Render every line of the data below as a JSON list of strings, with one string per line. Omit blank lines and leave the pictures out.

*Rows*
+--

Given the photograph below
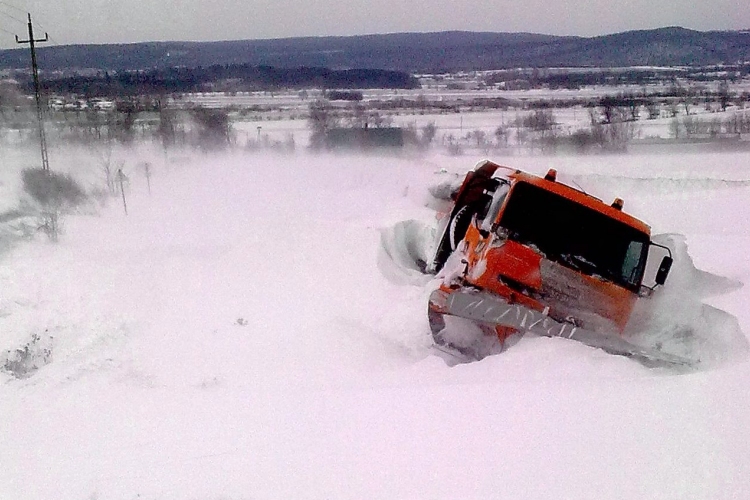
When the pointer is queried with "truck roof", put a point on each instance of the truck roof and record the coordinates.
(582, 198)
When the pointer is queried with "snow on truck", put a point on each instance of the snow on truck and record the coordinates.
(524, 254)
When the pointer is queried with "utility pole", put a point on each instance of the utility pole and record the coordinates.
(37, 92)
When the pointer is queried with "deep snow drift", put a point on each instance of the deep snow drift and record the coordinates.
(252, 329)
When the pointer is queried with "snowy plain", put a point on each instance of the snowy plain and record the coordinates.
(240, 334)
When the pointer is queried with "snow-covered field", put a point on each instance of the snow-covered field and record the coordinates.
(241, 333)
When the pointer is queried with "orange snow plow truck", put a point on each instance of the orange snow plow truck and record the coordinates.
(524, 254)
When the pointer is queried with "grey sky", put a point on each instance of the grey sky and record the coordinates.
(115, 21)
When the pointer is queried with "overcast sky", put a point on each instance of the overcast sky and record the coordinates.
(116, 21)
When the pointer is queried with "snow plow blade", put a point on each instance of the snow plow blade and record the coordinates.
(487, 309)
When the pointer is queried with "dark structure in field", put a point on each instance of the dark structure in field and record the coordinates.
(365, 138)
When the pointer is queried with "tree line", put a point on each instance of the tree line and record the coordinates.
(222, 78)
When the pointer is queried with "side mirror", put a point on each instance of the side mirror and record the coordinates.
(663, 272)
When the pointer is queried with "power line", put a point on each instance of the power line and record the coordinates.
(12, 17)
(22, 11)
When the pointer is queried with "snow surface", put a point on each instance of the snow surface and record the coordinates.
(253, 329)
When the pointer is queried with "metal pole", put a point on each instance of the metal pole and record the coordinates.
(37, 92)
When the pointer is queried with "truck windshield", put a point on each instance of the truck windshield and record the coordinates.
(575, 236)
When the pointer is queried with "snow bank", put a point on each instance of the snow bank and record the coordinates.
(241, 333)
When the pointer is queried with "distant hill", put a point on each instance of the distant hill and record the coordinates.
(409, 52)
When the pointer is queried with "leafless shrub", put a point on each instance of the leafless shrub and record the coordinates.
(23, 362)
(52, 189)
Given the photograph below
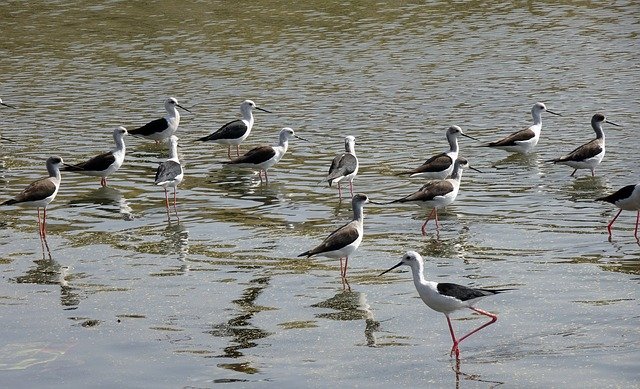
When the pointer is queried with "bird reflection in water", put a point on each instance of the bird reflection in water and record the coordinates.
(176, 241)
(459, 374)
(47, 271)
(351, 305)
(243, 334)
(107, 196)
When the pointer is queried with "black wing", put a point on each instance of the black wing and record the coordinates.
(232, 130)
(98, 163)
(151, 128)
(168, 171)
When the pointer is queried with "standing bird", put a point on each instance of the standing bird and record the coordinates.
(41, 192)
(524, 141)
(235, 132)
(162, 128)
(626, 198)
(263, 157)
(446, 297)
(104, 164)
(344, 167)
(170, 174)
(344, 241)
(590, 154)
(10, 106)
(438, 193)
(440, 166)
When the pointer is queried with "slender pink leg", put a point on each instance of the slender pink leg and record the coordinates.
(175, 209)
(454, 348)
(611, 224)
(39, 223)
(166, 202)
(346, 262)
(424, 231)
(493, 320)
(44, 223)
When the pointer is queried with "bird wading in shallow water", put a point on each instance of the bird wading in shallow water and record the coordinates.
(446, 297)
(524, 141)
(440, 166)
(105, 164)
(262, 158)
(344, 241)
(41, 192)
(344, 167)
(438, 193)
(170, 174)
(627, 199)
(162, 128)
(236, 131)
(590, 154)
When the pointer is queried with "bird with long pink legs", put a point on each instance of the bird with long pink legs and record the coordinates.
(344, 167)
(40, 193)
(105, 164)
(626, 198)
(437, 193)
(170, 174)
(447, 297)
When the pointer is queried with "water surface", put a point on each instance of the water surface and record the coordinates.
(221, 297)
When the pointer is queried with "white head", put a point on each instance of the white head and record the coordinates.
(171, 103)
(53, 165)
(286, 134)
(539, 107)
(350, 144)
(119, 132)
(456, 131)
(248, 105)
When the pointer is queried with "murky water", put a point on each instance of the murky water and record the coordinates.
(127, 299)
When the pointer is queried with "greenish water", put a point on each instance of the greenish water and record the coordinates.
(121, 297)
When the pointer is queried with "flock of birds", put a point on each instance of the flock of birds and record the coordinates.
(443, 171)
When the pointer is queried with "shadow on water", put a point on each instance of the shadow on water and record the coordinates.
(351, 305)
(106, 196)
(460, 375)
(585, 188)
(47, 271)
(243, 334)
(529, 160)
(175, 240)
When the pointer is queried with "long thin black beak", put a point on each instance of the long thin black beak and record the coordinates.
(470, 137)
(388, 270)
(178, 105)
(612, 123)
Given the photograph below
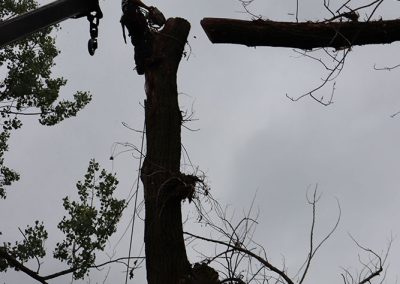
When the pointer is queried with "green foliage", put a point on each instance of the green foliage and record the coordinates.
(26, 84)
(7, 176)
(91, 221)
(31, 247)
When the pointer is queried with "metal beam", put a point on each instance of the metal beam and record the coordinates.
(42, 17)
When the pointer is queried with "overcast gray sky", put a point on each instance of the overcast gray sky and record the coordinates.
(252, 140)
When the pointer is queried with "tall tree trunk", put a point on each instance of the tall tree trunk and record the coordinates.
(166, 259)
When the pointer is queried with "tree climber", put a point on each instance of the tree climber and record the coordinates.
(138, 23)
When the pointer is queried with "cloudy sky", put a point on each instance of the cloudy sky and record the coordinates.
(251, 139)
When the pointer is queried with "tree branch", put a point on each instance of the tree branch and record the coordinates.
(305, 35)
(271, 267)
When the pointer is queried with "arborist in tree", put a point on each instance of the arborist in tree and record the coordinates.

+--

*Solution to this exercise*
[
  "Given the photograph below",
  "When the pointer is queried with \"truck roof\", put a point on each instance of the truck roof and record the coordinates.",
  "(582, 198)",
  "When the pointer is queried with \"snow on truck\", put a point on each instance of the snow on truck and record the coordinates.",
  "(524, 254)",
  "When the pointer is queried with \"utility pole\", put a point on each instance of the utility pole and record the coordinates.",
  "(37, 92)",
  "When the pointer is queried with \"deep snow drift\", put a point on each instance of the deep snow drift and record the coordinates.",
  "(252, 329)",
  "When the pointer is queried with \"snowy plain\", put a point on each instance of the snowy plain and record the coordinates.",
  "(240, 334)",
  "When the pointer is queried with \"snow-covered field\", put a point on each instance of the snow-covered field and record the coordinates.",
  "(241, 333)",
  "When the pointer is queried with \"orange snow plow truck\", put a point on each instance of the orange snow plow truck and record the coordinates.",
  "(524, 254)",
  "When the pointer is queried with \"grey sky\", put a point on each instance of the grey sky and record the coordinates.",
  "(115, 21)",
  "When the pointer is queried with \"overcast sky\", put a point on each instance of the overcast sky and record the coordinates.",
  "(116, 21)",
  "When the pointer is queried with \"snow plow blade\", put a point on each instance of the snow plow blade and record the coordinates.",
  "(487, 309)",
  "When the pointer is queried with \"dark structure in field\", put a point on each instance of the dark structure in field and record the coordinates.",
  "(365, 138)",
  "When the pointer is queried with \"tree line\", put a point on each instance of the tree line and record the coordinates.",
  "(222, 78)",
  "When the pointer is queried with \"side mirror\", put a point on each instance of the side mirror and record the coordinates.",
  "(663, 272)",
  "When the pointer is queried with \"power line\", put a point on each instance of the power line and record the coordinates.",
  "(12, 17)",
  "(22, 11)",
  "When the pointer is queried with \"snow surface\", put a point on each instance of the snow surface and record the coordinates.",
  "(253, 329)",
  "When the pointer is queried with \"metal pole\", put a point on each instance of the metal pole and record the coordinates.",
  "(37, 92)",
  "When the pointer is queried with \"truck windshield\", put a point on each instance of the truck windshield and record the coordinates.",
  "(575, 236)",
  "When the pointer is queried with \"snow bank\", put a point on each instance of the snow bank and record the coordinates.",
  "(241, 333)",
  "When the pointer is queried with \"distant hill\", put a point on each instance of the distant hill and record the coordinates.",
  "(409, 52)",
  "When the pointer is queried with \"leafless shrub\", put a point on each instance of the leafless shrub and record the coordinates.",
  "(23, 362)",
  "(52, 189)",
  "Given the photograph below",
  "When the pointer is queried with \"bird reflection in water\", put a point on each instance of the bird reflection in water and record the coordinates.",
  "(176, 241)",
  "(459, 374)",
  "(47, 271)",
  "(351, 305)",
  "(243, 334)",
  "(107, 196)",
  "When the pointer is queried with \"black wing\", put a point on each instance of the black wing and record the coordinates.",
  "(232, 130)",
  "(98, 163)",
  "(151, 128)",
  "(168, 171)",
  "When the pointer is queried with \"standing bird\", put a point on each instance of the standing bird and record the coordinates.",
  "(41, 192)",
  "(524, 141)",
  "(235, 132)",
  "(162, 128)",
  "(626, 198)",
  "(263, 157)",
  "(446, 297)",
  "(104, 164)",
  "(344, 167)",
  "(170, 174)",
  "(344, 241)",
  "(590, 154)",
  "(10, 106)",
  "(438, 193)",
  "(440, 166)",
  "When the pointer is queried with \"slender pink leg\", put a point on each instance of the slender pink leg and record the coordinates.",
  "(175, 209)",
  "(454, 348)",
  "(611, 224)",
  "(39, 223)",
  "(166, 202)",
  "(346, 262)",
  "(424, 231)",
  "(493, 320)",
  "(44, 223)",
  "When the pointer is queried with \"bird wading in shallow water\", put a point on each instance of the bird wading in shallow water and record the coordinates.",
  "(446, 297)",
  "(524, 141)",
  "(440, 166)",
  "(105, 164)",
  "(262, 158)",
  "(344, 241)",
  "(41, 192)",
  "(344, 167)",
  "(438, 193)",
  "(170, 174)",
  "(627, 199)",
  "(162, 128)",
  "(236, 131)",
  "(590, 154)",
  "When the pointer is queried with \"bird with long pink legs\", put a point on each instance of the bird with long pink legs and record the coordinates.",
  "(344, 167)",
  "(40, 193)",
  "(105, 164)",
  "(626, 198)",
  "(437, 193)",
  "(170, 174)",
  "(447, 297)",
  "When the pointer is queried with \"water surface\", put a point on each instance of the water surface and record the coordinates.",
  "(221, 297)",
  "When the pointer is queried with \"white head\", put a point on each instance of the white head and record the coordinates.",
  "(171, 103)",
  "(53, 165)",
  "(286, 134)",
  "(539, 107)",
  "(350, 144)",
  "(119, 132)",
  "(456, 131)",
  "(248, 105)",
  "When the pointer is queried with \"murky water\", put a point on each instance of the murky water and record the coordinates.",
  "(127, 299)",
  "When the pointer is queried with \"greenish water\", put a point on each instance of the greenish water and record the coordinates.",
  "(121, 297)",
  "When the pointer is queried with \"flock of birds\", put a point on each instance of the flock of birds and record the coordinates.",
  "(443, 171)",
  "When the pointer is queried with \"shadow on water\", put a point on each instance of the shadow on water and record the coordinates.",
  "(351, 305)",
  "(106, 196)",
  "(460, 375)",
  "(585, 188)",
  "(47, 271)",
  "(243, 334)",
  "(529, 160)",
  "(175, 240)",
  "When the pointer is queried with \"long thin black beak\", put a point on each instance of the long thin black beak and record the coordinates.",
  "(470, 137)",
  "(388, 270)",
  "(178, 105)",
  "(612, 123)",
  "Given the photograph below",
  "When the pointer is queried with \"green foliage\", put a point on each instance of the green foliage and record the coordinates.",
  "(26, 84)",
  "(7, 176)",
  "(91, 221)",
  "(31, 247)",
  "When the pointer is queried with \"metal beam\", put a point on each instance of the metal beam and record the coordinates.",
  "(42, 17)",
  "When the pointer is queried with \"overcast gray sky\", put a point on each instance of the overcast gray sky and record the coordinates.",
  "(252, 140)",
  "When the pointer is queried with \"tall tree trunk\", put a point on each instance of the tall tree trunk and record the coordinates.",
  "(166, 259)",
  "When the pointer is queried with \"tree climber\", put a point on each instance of the tree climber and record the coordinates.",
  "(138, 23)",
  "When the pointer is queried with \"cloudy sky\", put a point on each instance of the cloudy sky and record the coordinates.",
  "(251, 139)",
  "When the pointer is queried with \"tree branch\", put a point on each instance of the tree branch and record the coordinates.",
  "(305, 35)",
  "(271, 267)",
  "When the pointer is queried with \"arborist in tree\", put a point on each instance of the arborist in tree and record the coordinates."
]